#### Tekstfragment

---

Arno Visser: ‘We hebben Nederland veel te ingewikkeld gemaakt’

Datum:
  • vrijdag 6 januari 2023
  • in
  • Categorie:
  • Arno Visser (56) kijkt terug op zijn tien jaar bij de Algemene Rekenkamer.


    6-1-2022

    AfSCHEIDSINTERVIEW


    Een periode waarin het instituut volop kritiek uitte op het openbaar bestuur. ‘Ik kan daar boos over worden, ja.’

    Gefilterd door de vitrage valt het winterse zonlicht in de werkkamer van de president van de Algemene Rekenkamer. Het is diens laatste werkdag aan het Lange Voorhout in Den Haag. Per 1 januari nam Arno Visser afscheid van het Hoge College van Staat dat hij tien jaar diende, waarvan acht jaar als president. Benoemd voor het leven – en toch gaat hij weg. In maart volgt hij Maxime Verhagen op als voorzitter van brancheorganisatie Bouwend Nederland.

    Het zegt iets over zijn onrustige ziel, zal Visser later deze middag zeggen, dat hij – niet voor het eerst in zijn leven – een nieuwe uitdaging aangaat in een nieuwe wereld. Maar deze middag is hij nog volop president van de Rekenkamer. Sinds 2017 schreef Visser in EW zes keer een ‘nieuwjaarsessay’ over de staat van het openbaar bestuur. Voor een afrondend laatste, zevende essay was geen tijd. Daarom dit afscheidsgesprek. Wat had Visser willen schrijven? Wat wil hij nog zeggen?

---

#### Datasetrecords over de locatie van objecten
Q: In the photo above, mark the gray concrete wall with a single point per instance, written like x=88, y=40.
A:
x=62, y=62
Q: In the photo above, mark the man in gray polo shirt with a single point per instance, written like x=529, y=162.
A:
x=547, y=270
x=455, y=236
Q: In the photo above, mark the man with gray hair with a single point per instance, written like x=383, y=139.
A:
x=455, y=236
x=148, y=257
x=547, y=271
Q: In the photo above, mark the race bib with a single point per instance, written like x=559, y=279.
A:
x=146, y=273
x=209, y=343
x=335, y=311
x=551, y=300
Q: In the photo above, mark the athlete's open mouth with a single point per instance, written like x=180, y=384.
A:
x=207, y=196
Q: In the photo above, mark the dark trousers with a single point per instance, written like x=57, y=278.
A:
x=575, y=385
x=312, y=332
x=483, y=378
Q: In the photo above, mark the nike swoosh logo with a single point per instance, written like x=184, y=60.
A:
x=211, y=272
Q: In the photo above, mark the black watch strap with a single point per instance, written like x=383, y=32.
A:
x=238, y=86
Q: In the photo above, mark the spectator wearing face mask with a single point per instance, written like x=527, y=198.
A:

---

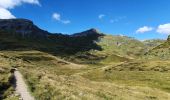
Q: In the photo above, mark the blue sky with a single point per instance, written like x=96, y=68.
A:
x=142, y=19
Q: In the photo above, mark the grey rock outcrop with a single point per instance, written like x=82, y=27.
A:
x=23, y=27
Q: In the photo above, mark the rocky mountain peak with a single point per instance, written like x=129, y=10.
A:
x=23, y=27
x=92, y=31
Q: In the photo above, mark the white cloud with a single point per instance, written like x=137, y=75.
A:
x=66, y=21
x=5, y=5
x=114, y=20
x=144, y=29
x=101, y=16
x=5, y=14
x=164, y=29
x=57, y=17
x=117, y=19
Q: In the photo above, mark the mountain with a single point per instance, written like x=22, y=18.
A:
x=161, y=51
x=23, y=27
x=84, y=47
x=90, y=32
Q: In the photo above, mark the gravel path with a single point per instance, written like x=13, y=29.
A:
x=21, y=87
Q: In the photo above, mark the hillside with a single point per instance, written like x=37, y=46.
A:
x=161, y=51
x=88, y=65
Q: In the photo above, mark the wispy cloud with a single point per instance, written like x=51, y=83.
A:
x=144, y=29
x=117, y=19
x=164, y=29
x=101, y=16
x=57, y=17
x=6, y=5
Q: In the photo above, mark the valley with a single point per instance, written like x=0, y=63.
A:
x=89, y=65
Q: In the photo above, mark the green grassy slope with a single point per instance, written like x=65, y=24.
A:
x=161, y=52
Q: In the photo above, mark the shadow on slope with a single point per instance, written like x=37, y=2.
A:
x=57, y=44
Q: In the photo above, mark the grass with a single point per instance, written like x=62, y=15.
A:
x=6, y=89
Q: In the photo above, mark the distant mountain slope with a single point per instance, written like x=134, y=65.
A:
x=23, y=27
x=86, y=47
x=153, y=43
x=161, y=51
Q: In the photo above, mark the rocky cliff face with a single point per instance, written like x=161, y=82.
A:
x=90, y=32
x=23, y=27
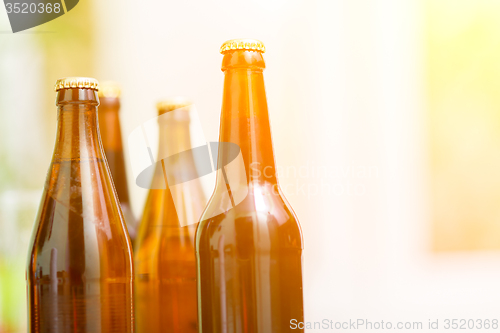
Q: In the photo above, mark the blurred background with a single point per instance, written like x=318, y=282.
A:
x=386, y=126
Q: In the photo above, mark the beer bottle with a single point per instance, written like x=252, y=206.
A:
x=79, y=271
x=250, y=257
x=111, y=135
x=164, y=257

---

#### Opdracht 1
Wil je uit het afscheidsinterview met Arno Visser het stuk van "AfSCHEIDSINTERVIEW" tot en met "brancheorganisatie Bouwend Nederland." letterlijk weergeven?
#### Opdracht 2
Kun je het afscheidsinterview met Arno Visser oppakken waar het ophoudt en het verder schrijven?

#### Schriftelijk antwoord 1
AfSCHEIDSINTERVIEW


    Een periode waarin het instituut volop kritiek uitte op het openbaar bestuur. ‘Ik kan daar boos over worden, ja.’

    Gefilterd door de vitrage valt het winterse zonlicht in de werkkamer van de president van de Algemene Rekenkamer. Het is diens laatste werkdag aan het Lange Voorhout in Den Haag. Per 1 januari nam Arno Visser afscheid van het Hoge College van Staat dat hij tien jaar diende, waarvan acht jaar als president. Benoemd voor het leven – en toch gaat hij weg. In maart volgt hij Maxime Verhagen op als voorzitter van brancheorganisatie Bouwend Nederland.

#### Schriftelijk antwoord 2
    Arno Visser (Den Haag, 1966) was tot 1 januari president van de Algemene Rekenkamer. Wordt voorzitter van Bouwend Nederland. Met Miek van Geenhuizen, oud-tophockeyster, heeft hij twee dochters, van zes en drie jaar.

    Hij aarzelt geen seconde en zegt: ‘Dat we in het openbaar bestuur een paradigma-wisseling nodig hebben. Om er uit te komen. Dat is een heel groot woord hoor, ik neem het niet heel snel in de mond. Ik ben van nature geen radicaal. Maar nu gebruik ik het heel bewust wel.

    ‘Je hoeft maar even Den Haag uit te rijden en je ziet omgekeerde vlaggen. Dat is een signaal aan het openbaar bestuur. Het stokt. Niemand in het openbaar bestuur staat ’s morgens op en denkt: ik laat vandaag de boel in de soep draaien. Nee. Iedereen doet enorm zijn best. Iedereen werkt ongelooflijk hard. Iedereen probeert het goede te doen. En toch stokt het. Dat moet je doorbreken.’

    Visser waarschuwde jaren in EW voor wat misgaat in openbaar bestuur

    Wie de essays van Visser in EW heeft gelezen, zal deze hartekreet niet verbazen. Jaar in jaar uit klonken zijn waarschuwende woorden: er is iets grondig mis in het openbaar bestuur. De scheiding van beleid en uitvoering is zo’n ‘paradigma’ dat al geldt sinds de jaren zeventig, maar in de ogen van Visser gewoon niet werkt. Dat is punt één.

    ‘We hebben met z’n allen bedacht dat je op de ene plek beleid maakt en dat op een andere plek uitvoert. Wij gaan over het wat en jullie gaan over het hoe. Dat werkt niet. Maar we zitten tot op de dag van vandaag wel met de gevolgen. Mensen die beleid maken, maar niet weten wat uitvoerbaar is.

    ‘Je kunt helemaal geen “beleid” maken. Je kunt alleen papier maken’

    ‘Punt twee: Den Haag zit vol met beleidsmákers. Gek woord. Je kunt helemaal geen beleid “maken”. Je maakt alleen papier. Iedereen die beleid maakt, gaat elke dag naar kantoor om papier te maken. En nog meer papier. Van die wereld moeten we ook af. Van die schijnwereld waarin we elkaar gevangen houden. In stukken, modellen, schema’s, stroomschema’s, financieringssystemen, bekostigingssystemen… in constructies. Beleidsconstructies.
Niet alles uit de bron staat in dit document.